- [GIVEN DATA]
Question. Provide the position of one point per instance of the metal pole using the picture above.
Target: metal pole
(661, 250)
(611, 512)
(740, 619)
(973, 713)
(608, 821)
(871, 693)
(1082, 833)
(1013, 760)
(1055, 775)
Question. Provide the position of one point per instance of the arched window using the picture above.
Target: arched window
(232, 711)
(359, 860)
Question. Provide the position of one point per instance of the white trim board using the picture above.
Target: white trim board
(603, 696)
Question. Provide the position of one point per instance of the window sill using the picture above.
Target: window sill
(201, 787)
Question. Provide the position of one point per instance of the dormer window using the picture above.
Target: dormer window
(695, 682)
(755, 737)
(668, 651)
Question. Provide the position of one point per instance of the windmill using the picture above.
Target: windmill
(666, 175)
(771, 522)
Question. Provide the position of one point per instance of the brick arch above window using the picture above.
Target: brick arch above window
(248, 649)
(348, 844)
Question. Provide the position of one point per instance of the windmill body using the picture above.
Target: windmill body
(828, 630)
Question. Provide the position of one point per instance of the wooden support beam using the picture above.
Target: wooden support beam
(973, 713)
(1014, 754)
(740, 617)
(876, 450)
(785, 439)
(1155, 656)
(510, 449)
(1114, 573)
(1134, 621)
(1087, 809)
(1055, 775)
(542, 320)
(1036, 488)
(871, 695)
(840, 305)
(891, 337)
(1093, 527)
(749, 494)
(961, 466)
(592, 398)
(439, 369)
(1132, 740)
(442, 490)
---
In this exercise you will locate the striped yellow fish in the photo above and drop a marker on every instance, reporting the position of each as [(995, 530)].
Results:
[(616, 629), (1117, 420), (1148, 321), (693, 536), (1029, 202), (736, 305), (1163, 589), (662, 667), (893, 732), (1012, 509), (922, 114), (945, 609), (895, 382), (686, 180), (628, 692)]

- [STATED TASK]
State how many lines in the entries above contain the word "windmill", giving the number alone.

- [EXERCISE RESPONSE]
4